## YOUR INSTRUCTIONS
Pick out each line in the items below that contains the string "chrome", and copy those lines.

Bounding-box records
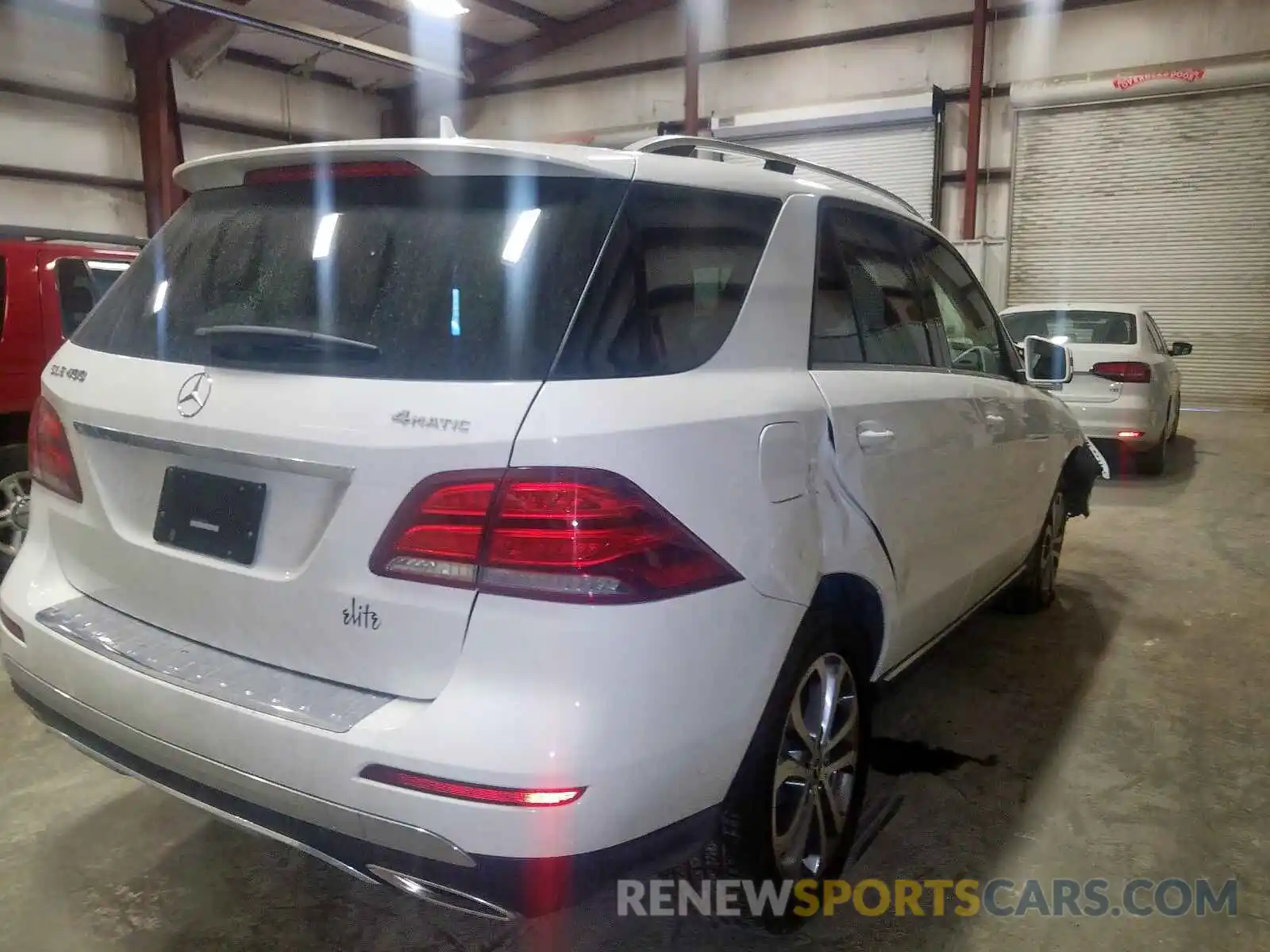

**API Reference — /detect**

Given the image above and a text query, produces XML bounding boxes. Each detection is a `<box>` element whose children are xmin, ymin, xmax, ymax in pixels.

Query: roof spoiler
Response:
<box><xmin>0</xmin><ymin>225</ymin><xmax>148</xmax><ymax>248</ymax></box>
<box><xmin>174</xmin><ymin>139</ymin><xmax>635</xmax><ymax>192</ymax></box>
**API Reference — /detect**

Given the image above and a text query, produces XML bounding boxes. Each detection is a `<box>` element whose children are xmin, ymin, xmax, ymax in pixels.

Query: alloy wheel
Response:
<box><xmin>1040</xmin><ymin>493</ymin><xmax>1067</xmax><ymax>592</ymax></box>
<box><xmin>0</xmin><ymin>472</ymin><xmax>30</xmax><ymax>559</ymax></box>
<box><xmin>772</xmin><ymin>654</ymin><xmax>861</xmax><ymax>878</ymax></box>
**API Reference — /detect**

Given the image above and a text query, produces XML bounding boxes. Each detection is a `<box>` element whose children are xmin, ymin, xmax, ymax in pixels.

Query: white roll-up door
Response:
<box><xmin>1007</xmin><ymin>87</ymin><xmax>1270</xmax><ymax>408</ymax></box>
<box><xmin>720</xmin><ymin>118</ymin><xmax>935</xmax><ymax>221</ymax></box>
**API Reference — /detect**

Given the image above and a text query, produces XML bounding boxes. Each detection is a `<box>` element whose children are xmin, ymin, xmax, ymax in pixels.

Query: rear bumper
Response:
<box><xmin>0</xmin><ymin>508</ymin><xmax>804</xmax><ymax>908</ymax></box>
<box><xmin>5</xmin><ymin>658</ymin><xmax>718</xmax><ymax>919</ymax></box>
<box><xmin>1063</xmin><ymin>393</ymin><xmax>1166</xmax><ymax>449</ymax></box>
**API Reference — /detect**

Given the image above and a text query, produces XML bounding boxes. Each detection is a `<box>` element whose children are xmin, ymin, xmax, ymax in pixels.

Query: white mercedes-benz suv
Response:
<box><xmin>0</xmin><ymin>138</ymin><xmax>1096</xmax><ymax>934</ymax></box>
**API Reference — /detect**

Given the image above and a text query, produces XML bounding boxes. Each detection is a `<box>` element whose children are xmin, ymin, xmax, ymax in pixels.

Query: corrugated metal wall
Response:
<box><xmin>718</xmin><ymin>118</ymin><xmax>935</xmax><ymax>221</ymax></box>
<box><xmin>1007</xmin><ymin>87</ymin><xmax>1270</xmax><ymax>408</ymax></box>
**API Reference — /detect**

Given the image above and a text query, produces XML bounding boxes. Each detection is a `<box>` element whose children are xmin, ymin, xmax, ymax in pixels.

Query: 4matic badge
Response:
<box><xmin>392</xmin><ymin>410</ymin><xmax>471</xmax><ymax>433</ymax></box>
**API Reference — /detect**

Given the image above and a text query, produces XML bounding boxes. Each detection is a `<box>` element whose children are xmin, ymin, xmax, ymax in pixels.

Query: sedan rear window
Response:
<box><xmin>1001</xmin><ymin>309</ymin><xmax>1138</xmax><ymax>344</ymax></box>
<box><xmin>74</xmin><ymin>174</ymin><xmax>627</xmax><ymax>381</ymax></box>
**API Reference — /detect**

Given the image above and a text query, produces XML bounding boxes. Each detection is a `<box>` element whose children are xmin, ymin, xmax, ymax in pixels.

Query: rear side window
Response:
<box><xmin>554</xmin><ymin>182</ymin><xmax>781</xmax><ymax>379</ymax></box>
<box><xmin>917</xmin><ymin>232</ymin><xmax>1018</xmax><ymax>377</ymax></box>
<box><xmin>56</xmin><ymin>258</ymin><xmax>99</xmax><ymax>338</ymax></box>
<box><xmin>1001</xmin><ymin>309</ymin><xmax>1138</xmax><ymax>344</ymax></box>
<box><xmin>75</xmin><ymin>174</ymin><xmax>627</xmax><ymax>381</ymax></box>
<box><xmin>811</xmin><ymin>207</ymin><xmax>932</xmax><ymax>368</ymax></box>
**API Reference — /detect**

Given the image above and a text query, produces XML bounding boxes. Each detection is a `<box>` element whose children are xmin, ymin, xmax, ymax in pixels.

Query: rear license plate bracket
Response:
<box><xmin>154</xmin><ymin>466</ymin><xmax>267</xmax><ymax>565</ymax></box>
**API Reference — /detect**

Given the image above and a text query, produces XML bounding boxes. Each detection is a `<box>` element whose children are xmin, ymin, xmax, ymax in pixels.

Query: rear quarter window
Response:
<box><xmin>554</xmin><ymin>182</ymin><xmax>781</xmax><ymax>379</ymax></box>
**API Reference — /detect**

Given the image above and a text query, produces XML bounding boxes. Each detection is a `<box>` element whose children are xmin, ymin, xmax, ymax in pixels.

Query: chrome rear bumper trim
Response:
<box><xmin>4</xmin><ymin>658</ymin><xmax>476</xmax><ymax>869</ymax></box>
<box><xmin>75</xmin><ymin>420</ymin><xmax>354</xmax><ymax>482</ymax></box>
<box><xmin>36</xmin><ymin>597</ymin><xmax>392</xmax><ymax>734</ymax></box>
<box><xmin>366</xmin><ymin>863</ymin><xmax>519</xmax><ymax>923</ymax></box>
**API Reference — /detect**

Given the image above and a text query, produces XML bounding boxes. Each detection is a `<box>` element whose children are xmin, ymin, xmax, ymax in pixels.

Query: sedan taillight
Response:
<box><xmin>371</xmin><ymin>468</ymin><xmax>741</xmax><ymax>603</ymax></box>
<box><xmin>1090</xmin><ymin>360</ymin><xmax>1151</xmax><ymax>383</ymax></box>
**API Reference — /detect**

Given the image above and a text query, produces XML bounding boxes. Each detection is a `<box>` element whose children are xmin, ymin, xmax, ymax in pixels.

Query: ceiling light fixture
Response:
<box><xmin>410</xmin><ymin>0</ymin><xmax>468</xmax><ymax>19</ymax></box>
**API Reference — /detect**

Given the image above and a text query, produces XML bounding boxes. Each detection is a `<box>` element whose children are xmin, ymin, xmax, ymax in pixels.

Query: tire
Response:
<box><xmin>687</xmin><ymin>612</ymin><xmax>872</xmax><ymax>933</ymax></box>
<box><xmin>0</xmin><ymin>443</ymin><xmax>30</xmax><ymax>576</ymax></box>
<box><xmin>1001</xmin><ymin>489</ymin><xmax>1067</xmax><ymax>614</ymax></box>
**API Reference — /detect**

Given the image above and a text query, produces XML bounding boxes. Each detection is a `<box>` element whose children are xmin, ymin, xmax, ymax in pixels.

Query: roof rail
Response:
<box><xmin>0</xmin><ymin>225</ymin><xmax>148</xmax><ymax>248</ymax></box>
<box><xmin>626</xmin><ymin>136</ymin><xmax>922</xmax><ymax>218</ymax></box>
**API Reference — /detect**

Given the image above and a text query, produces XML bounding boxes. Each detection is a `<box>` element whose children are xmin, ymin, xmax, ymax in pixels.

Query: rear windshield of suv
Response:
<box><xmin>74</xmin><ymin>175</ymin><xmax>627</xmax><ymax>381</ymax></box>
<box><xmin>1001</xmin><ymin>311</ymin><xmax>1138</xmax><ymax>344</ymax></box>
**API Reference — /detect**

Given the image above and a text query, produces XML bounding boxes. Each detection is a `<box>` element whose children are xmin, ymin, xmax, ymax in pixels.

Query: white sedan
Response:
<box><xmin>1001</xmin><ymin>303</ymin><xmax>1191</xmax><ymax>476</ymax></box>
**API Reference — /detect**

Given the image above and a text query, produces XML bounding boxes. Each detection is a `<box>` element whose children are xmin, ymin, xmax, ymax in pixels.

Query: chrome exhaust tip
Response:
<box><xmin>366</xmin><ymin>863</ymin><xmax>519</xmax><ymax>923</ymax></box>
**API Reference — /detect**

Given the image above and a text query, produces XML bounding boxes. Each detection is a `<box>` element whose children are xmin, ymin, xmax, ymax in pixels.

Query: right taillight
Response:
<box><xmin>27</xmin><ymin>397</ymin><xmax>84</xmax><ymax>503</ymax></box>
<box><xmin>371</xmin><ymin>468</ymin><xmax>741</xmax><ymax>603</ymax></box>
<box><xmin>1090</xmin><ymin>360</ymin><xmax>1151</xmax><ymax>383</ymax></box>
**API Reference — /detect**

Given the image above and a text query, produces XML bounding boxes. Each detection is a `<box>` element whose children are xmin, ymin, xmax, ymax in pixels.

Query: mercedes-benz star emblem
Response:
<box><xmin>176</xmin><ymin>370</ymin><xmax>212</xmax><ymax>419</ymax></box>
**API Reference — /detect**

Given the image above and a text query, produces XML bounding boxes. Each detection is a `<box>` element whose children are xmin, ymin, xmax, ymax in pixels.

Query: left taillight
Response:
<box><xmin>371</xmin><ymin>468</ymin><xmax>741</xmax><ymax>605</ymax></box>
<box><xmin>27</xmin><ymin>397</ymin><xmax>84</xmax><ymax>503</ymax></box>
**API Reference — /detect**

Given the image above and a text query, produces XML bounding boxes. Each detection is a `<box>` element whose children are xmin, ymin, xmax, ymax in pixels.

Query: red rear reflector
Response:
<box><xmin>360</xmin><ymin>764</ymin><xmax>587</xmax><ymax>806</ymax></box>
<box><xmin>1090</xmin><ymin>360</ymin><xmax>1151</xmax><ymax>383</ymax></box>
<box><xmin>371</xmin><ymin>468</ymin><xmax>741</xmax><ymax>603</ymax></box>
<box><xmin>243</xmin><ymin>161</ymin><xmax>424</xmax><ymax>186</ymax></box>
<box><xmin>0</xmin><ymin>612</ymin><xmax>27</xmax><ymax>643</ymax></box>
<box><xmin>27</xmin><ymin>397</ymin><xmax>84</xmax><ymax>503</ymax></box>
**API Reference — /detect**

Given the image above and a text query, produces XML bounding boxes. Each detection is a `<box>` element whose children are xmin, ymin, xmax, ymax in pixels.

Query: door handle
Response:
<box><xmin>856</xmin><ymin>423</ymin><xmax>895</xmax><ymax>452</ymax></box>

## THE RESULT
Query: chrome rear bumper trim
Query: chrome exhaust tip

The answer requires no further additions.